* **抜粋**

"""

百醜千拙草

何とかやっています

臭い匂いは元から絶つ

2009-06-02 | Weblog
5/21/09号のNatureのCommentaryとEssayのセクションはインフルエンザの流行を扱ったものでした。これによると、1918年のスペイン風邪の時はいは、3500万から一億人が死んだということで、これは最大、当時の人口の5.5%にあたるものでした。生命保険会社のデータによると、アメリカでは労働人口の3.26%がこの疾病により死亡したらしいです。罹患率が25 - 40%とすると、致死率、8 -13%という恐ろしいものでした。これは主に、第一次世界大戦にともなう兵隊の移動によって、ヨーロッパ中に伝播したわけですが、アメリカでは、当初、この疾患の流行が緩徐であったこともあり、このインフルエンザを余り重大視しておらず、過剰な警戒は恐怖感を増大させて、社会に悪害が多いとの判断で、政府および地域行政、メディアは常に流行の現状、帰趨について、楽観的な見解を示し続けました。新聞や行政は、国民に正確な流行情報を伝えることをせず、結果として、行政やメディアに対する国民の信頼は失墜し、アメリカ国民は、過剰な恐怖に捕らわれ、労働者は欠勤し、多くの社会機能が麻痺に陥り、社会そのものが消失する危機に瀕したとのことです。一方、サンフランシスコでは、積極的に情報開示とキャンペーンを行い、比較的パニックが少なく、社会機能の麻痺が軽度であったとあります。興味深いことに、今回のH1N1インフルエンザでは、日本の過剰な反応が、世界から異様な目で見られていますが、1918年のスペイン風邪の場合のサンフランシスコでは、当局と赤十字が、マスクを着用するキャンペーンの広告を出し、積極的に情報開示と疾病予防に務めたそうです。Natureには看護婦さんらしい人が顔の下半分を覆うようなマスクをした古い写真が沿えらています。新聞広告には、「マスクをして命を守ろう。ガーゼマスクはインフルエンザに対して99%有効」とあります。今回のインフルエンザでは、一般国民の多くがマスクをしているのは日本ぐらいのものだろうと思うと、当時のサンフランシスコと現在の日本の政府のインフルエンザ流行に対する対応は相似でありながら、その効果は殆ど逆であったというのは皮肉です。
 ところで、このCommentaryとEssayの両方の中心のメッセージは、「流行病に当たっては、一般国民への正直で公正な情報の開示が重要である」ということのようです。政府がパニックを恐れて、情報開示をためらったり、逆に、今回の日本のように過剰反応することは、いずれも有害な結果をもたらします。先日の朝日新聞では、現役検疫官公衆衛生専門家で、今回の政府のインフルエンザ対策の筋が悪いことを批判してきた木村盛世医師を、参院での意見を求める参考人として招聘するかどうかで紛糾し、当初の招致の判断が覆えされたというニュースがありました。インフルエンザ政策批判を恐れる与党と厚生省が出席に反対したという話で、木村さんのウェブサイトでは、その厚生省の態度を、「くさいものには蓋をする隠蔽体質で、彼らたちの大切なのは自分の進退であり国民の安全ではない」と批判されています。

"""

* **練習問題**
[1] インフルエンザ流行と情報開示についての抜粋を読み、次の問いに答えなさい。
(a) 1918年のスペイン風邪で、生命保険会社のデータによると、アメリカの労働人口の何%が死亡したとされていますか。
(b) サンフランシスコの新聞広告は、ガーゼマスクがインフルエンザに対して何%有効だとしていましたか。
(c) 参院での意見を求める参考人として招聘するかどうかで紛糾したのは誰ですか。
[2] インフルエンザ流行と情報開示についての抜粋を、最後の文の後から続けて書きなさい。

* **与えられた情報**

"""

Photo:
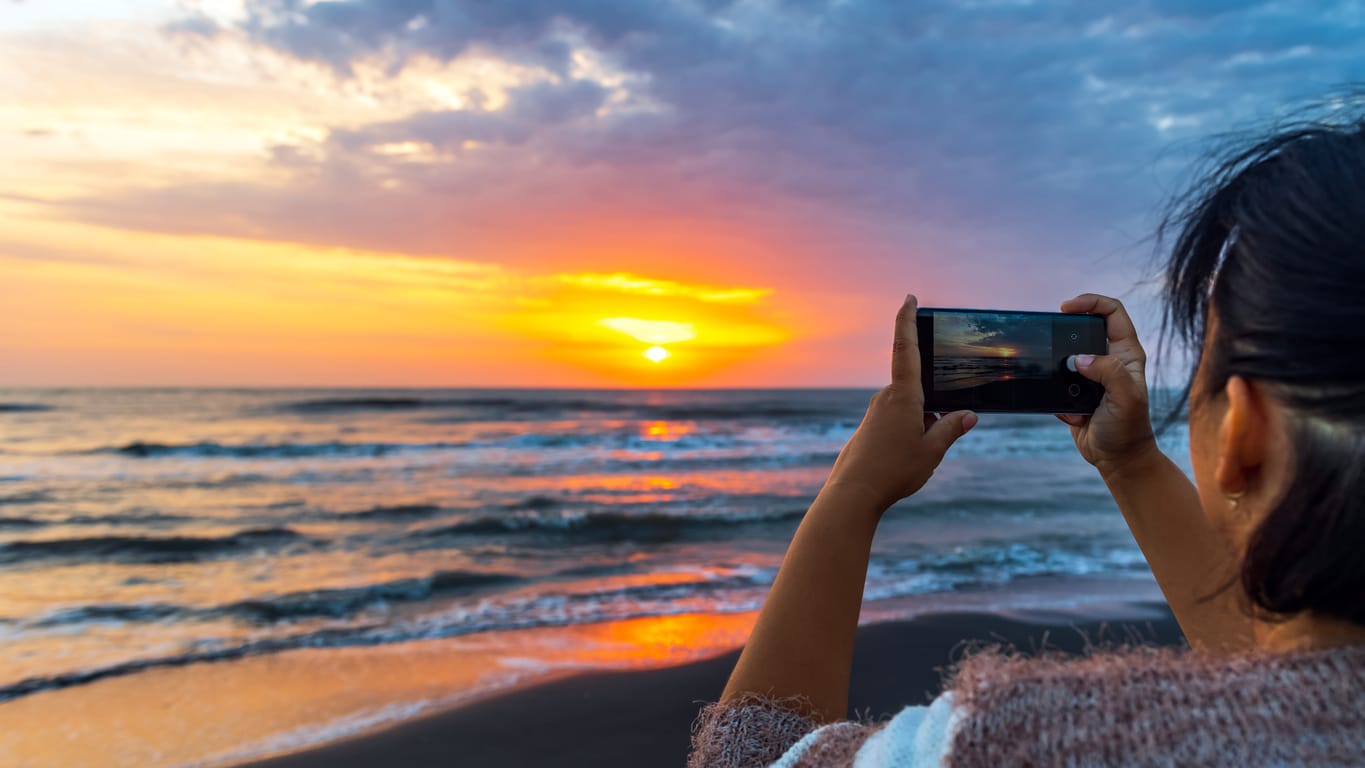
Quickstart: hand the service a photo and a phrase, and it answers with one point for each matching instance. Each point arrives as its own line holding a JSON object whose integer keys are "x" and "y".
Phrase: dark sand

"""

* **解答一覧**
[1]
(a) 3.26%
(b) 99%
(c) 木村盛世医師

[2]
 スペイン風邪は、社会機能の麻痺を恐れたアメリカ政府、地域当局が、正しい情報を国民に開示しなかったために、必要以上のパニックを引き起こす結果となりました。今回の日本では、与党、官僚が、おそらく政治的目的のために、インフルエンザ騒動を必要以上に煽り、その政策に批判的な専門家の意見を封殺しようとしました。この国においては、官僚、その傀儡となっている自民党こそが、第一にメスを入れられるべき病巣となっているようです。
 インフルエンザに関しては、スペイン風邪の恐怖を思い出して、当初、過剰反応するのはやむを得ないことではないかと思います。H5N1、トリインフルエンザの時も、中国では当局の誠実な情報の伝達がなされず、国民をパニックに陥れました。今回の日本の大騒ぎでは、疾病の現状が徐々に明らかになり、毒性が比較的強くないこと(スペイン風邪の時は感染した目や耳からも出血を起こし、フィラデルフィアでは毎日数百人の単位で人が死んで行ったらしいです)や感染伝播の状況などが分かって来た段階で、当初の方針を見直し、改善していく、国民には状況や専門家および政府の見解を正直に伝える、そういう誠実な態度に欠けていたのではないか、と感じられます。政府が政策についての「説明責任を果たしていない」のではなかったかと思います。
 政権交代がいよいよ現実味を帯びて来た今、与党政治家と官僚は、失敗を非難されることを恐れています。自らの身が危ないことを感じているので、誤りを認めたくないのでしょう。これまで、臭いものには蓋をする隠蔽体質が、臭いものをますます溜め込むことに繋がり、現在の日本の役人、政治家の腐敗を助長してきたわけで、今回の選挙で、政権交代を通じて、臭いものを元から断ってもらいたい、と私は願っています。